From the data below, give the number of lines holding the word "find", with nothing else added.

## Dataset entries
━━━━━━━━━━━━━━━━

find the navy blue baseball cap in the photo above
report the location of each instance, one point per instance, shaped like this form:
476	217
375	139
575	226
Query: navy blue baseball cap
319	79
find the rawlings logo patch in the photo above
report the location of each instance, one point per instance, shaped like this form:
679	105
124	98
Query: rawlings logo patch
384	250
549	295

━━━━━━━━━━━━━━━━

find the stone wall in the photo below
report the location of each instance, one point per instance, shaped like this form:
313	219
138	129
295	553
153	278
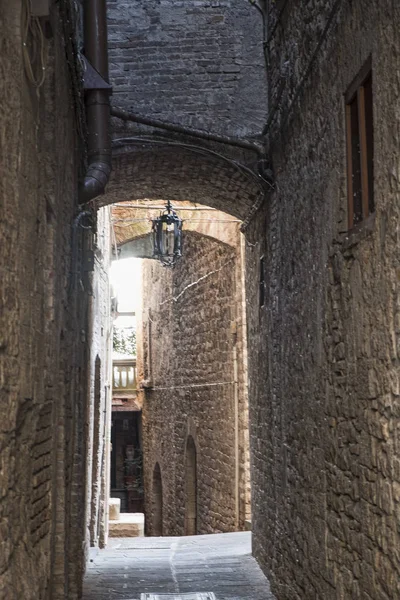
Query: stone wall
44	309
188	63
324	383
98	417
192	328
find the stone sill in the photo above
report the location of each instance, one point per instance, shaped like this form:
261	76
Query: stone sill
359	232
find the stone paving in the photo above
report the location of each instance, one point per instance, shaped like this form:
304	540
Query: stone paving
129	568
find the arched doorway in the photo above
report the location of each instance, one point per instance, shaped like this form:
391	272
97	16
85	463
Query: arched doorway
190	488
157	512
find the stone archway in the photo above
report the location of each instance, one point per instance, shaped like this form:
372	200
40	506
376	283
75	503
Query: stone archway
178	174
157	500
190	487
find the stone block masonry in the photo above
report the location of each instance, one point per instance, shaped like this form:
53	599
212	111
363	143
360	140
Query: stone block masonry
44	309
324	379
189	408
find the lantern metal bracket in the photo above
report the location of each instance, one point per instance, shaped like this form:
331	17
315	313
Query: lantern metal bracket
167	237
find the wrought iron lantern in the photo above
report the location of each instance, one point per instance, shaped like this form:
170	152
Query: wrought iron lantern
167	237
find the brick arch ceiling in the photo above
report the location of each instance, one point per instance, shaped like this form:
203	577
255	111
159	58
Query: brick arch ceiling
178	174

━━━━━━━━━━━━━━━━

## REPLY TO THE EXERCISE
11